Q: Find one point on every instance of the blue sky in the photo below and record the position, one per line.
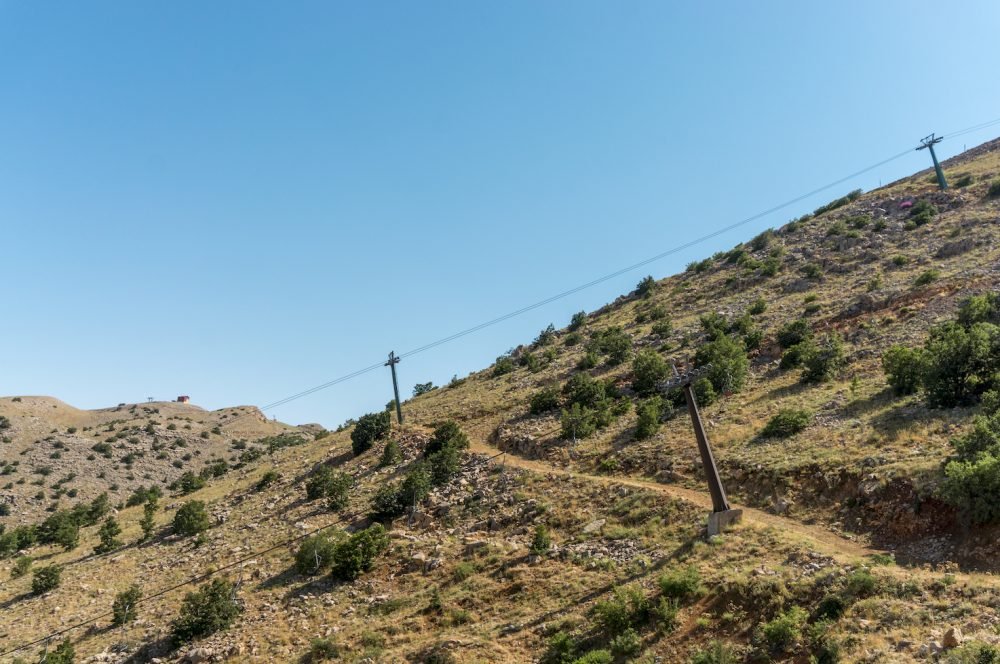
(241, 200)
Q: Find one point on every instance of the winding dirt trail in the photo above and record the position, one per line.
(819, 538)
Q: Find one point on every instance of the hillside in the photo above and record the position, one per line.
(587, 550)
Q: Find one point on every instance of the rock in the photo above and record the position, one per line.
(952, 638)
(198, 655)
■ ■ ■ ■
* **WORK REQUIRED**
Print all of the lines above word for word, but leave the picture out.

* **ANSWER TO THIS EXERCISE**
Q: Find one point on every instance of the blue sky in the photo below and record the position, one per line.
(241, 200)
Q: Find one point on every instance of the winding dirt trail in the photo above and record the position, one per line.
(819, 538)
Q: Find one point on every instance of the hillside in the photo above and record the position, one per line.
(587, 550)
Q: Find one point on every instance of the rock in the photo above and record the position, one per line.
(952, 638)
(198, 655)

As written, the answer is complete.